»»
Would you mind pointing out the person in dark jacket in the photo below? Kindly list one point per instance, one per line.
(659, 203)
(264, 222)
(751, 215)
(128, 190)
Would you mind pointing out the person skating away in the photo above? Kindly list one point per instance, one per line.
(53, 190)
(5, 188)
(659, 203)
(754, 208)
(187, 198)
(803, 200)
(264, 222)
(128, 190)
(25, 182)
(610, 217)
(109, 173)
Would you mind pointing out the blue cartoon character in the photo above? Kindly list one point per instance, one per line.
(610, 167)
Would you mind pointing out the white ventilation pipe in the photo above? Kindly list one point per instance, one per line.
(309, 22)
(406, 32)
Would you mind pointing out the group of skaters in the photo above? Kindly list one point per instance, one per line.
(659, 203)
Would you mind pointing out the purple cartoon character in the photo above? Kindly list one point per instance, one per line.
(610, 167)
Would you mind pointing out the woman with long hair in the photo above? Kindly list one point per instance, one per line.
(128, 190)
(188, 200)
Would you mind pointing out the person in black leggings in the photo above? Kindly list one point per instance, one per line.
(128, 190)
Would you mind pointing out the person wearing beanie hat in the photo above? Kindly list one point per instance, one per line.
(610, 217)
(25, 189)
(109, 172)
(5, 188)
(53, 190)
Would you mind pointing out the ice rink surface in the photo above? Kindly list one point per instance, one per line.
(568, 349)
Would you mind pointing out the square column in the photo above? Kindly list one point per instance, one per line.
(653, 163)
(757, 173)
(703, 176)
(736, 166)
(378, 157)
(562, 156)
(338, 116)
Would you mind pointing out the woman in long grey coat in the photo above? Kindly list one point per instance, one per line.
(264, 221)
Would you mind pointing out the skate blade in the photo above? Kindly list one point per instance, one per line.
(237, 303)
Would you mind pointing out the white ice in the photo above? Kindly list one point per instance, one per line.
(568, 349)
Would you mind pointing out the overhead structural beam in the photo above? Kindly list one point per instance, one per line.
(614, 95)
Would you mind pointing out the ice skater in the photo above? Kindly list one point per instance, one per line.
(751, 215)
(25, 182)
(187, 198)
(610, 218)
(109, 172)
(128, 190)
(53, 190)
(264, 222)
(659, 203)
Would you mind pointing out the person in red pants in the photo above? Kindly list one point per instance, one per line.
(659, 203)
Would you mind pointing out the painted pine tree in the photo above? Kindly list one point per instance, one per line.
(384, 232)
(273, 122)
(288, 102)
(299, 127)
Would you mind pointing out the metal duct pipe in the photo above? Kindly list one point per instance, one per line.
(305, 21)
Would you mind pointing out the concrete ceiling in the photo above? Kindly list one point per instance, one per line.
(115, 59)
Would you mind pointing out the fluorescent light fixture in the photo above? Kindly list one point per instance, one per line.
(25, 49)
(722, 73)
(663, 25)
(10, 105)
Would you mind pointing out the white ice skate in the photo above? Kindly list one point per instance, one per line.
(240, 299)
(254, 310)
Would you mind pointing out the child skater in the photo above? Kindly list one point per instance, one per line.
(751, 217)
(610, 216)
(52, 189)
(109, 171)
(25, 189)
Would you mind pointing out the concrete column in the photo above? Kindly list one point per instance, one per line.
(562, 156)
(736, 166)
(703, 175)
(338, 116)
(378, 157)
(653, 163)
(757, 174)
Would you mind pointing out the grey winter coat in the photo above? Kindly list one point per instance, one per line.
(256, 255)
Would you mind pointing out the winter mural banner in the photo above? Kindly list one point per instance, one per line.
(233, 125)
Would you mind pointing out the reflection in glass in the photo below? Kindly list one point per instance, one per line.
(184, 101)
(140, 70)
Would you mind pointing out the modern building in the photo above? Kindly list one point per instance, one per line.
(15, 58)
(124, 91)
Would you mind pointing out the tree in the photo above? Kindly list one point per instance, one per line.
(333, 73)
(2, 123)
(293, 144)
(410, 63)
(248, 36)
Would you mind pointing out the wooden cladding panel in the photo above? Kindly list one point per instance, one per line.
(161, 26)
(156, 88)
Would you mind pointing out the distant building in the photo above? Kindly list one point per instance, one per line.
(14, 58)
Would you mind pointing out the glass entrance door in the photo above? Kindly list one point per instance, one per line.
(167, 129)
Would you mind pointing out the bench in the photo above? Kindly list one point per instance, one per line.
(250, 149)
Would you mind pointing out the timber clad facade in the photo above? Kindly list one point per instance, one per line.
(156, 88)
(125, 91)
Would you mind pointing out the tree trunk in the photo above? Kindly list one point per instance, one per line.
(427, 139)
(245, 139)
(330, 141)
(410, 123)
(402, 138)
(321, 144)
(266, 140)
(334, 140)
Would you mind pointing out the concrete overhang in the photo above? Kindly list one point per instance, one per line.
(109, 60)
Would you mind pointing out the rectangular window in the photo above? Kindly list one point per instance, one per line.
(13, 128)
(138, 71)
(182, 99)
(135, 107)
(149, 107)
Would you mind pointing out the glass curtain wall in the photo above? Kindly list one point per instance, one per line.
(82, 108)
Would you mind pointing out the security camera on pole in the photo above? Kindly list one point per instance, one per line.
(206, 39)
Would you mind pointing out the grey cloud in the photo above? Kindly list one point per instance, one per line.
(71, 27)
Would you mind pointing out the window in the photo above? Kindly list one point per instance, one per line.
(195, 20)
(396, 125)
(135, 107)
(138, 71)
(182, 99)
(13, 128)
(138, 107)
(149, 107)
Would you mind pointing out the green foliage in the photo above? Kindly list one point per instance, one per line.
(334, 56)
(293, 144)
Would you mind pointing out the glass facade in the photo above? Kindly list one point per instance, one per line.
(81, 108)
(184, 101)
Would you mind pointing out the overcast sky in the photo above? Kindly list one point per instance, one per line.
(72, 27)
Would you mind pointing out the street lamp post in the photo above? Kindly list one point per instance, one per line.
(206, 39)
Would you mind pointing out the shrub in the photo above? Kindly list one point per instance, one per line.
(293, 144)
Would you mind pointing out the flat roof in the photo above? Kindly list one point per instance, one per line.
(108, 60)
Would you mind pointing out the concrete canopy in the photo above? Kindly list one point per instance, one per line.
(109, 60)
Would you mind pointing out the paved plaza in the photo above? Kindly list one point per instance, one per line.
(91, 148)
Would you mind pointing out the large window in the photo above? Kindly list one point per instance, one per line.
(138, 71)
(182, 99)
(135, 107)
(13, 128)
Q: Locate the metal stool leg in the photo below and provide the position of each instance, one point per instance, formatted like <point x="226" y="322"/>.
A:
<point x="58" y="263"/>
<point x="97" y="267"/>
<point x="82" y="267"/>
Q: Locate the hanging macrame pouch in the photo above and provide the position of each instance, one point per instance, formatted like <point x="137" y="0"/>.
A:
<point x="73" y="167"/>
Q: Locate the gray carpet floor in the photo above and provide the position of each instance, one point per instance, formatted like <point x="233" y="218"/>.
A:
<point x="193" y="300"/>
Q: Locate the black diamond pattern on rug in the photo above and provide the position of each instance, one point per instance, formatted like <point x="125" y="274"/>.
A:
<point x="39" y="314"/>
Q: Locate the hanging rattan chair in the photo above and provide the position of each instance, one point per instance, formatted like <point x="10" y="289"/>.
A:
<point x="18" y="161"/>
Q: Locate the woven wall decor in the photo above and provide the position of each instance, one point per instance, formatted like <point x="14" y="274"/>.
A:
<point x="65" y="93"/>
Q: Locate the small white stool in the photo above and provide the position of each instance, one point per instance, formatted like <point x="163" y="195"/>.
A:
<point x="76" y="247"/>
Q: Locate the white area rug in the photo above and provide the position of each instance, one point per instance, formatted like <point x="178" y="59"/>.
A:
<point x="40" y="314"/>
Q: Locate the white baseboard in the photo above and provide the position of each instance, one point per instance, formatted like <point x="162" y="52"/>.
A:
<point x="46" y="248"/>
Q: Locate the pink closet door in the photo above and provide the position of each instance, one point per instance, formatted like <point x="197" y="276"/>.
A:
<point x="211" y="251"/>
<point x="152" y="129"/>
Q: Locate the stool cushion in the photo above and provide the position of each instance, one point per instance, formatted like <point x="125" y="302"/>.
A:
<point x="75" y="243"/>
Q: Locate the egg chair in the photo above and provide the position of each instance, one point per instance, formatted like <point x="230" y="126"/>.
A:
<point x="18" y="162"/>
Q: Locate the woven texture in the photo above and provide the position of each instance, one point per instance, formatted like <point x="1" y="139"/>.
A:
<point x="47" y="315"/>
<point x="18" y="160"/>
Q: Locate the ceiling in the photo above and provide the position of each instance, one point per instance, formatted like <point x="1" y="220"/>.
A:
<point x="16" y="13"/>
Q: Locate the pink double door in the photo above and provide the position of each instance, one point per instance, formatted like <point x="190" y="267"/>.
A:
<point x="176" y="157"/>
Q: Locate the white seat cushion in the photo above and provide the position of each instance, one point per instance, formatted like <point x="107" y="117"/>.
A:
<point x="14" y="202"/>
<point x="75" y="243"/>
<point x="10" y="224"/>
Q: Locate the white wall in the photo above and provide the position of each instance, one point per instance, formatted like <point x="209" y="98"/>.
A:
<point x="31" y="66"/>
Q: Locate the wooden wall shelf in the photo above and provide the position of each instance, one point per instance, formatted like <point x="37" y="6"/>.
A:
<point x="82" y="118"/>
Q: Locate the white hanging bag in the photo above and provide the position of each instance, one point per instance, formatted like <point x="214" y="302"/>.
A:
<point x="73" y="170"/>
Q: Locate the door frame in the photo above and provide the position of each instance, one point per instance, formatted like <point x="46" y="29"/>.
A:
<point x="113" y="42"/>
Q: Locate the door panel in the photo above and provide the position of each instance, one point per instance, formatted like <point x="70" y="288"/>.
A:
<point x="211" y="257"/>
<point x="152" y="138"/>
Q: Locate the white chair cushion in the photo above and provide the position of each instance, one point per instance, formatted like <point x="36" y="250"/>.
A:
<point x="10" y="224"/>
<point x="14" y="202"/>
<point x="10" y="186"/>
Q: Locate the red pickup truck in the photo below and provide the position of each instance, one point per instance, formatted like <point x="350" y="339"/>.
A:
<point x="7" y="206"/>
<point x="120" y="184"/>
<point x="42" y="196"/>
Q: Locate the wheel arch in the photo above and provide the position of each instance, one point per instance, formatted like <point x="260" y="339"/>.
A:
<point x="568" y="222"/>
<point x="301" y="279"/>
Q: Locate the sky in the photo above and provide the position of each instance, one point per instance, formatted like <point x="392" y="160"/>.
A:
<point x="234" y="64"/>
««
- [EXERCISE GOAL]: The answer should hold the lines from the one containing "Q: Locate the red" through the end of the entries above, set down exactly, with both ends included.

- [RESULT OF THIS EXERCISE]:
Q: Locate the red pickup truck in the photo below and provide the position of each instance, one point per instance, formatted like <point x="350" y="339"/>.
A:
<point x="7" y="206"/>
<point x="120" y="184"/>
<point x="42" y="196"/>
Q: Locate the wheel arch in the photo above and provide the position of each instance, one point per instance, formatted like <point x="260" y="339"/>.
A:
<point x="568" y="222"/>
<point x="301" y="279"/>
Q: Locate the sky in the photo above and provide the position of each instance, one point per instance, formatted like <point x="392" y="160"/>.
A:
<point x="234" y="64"/>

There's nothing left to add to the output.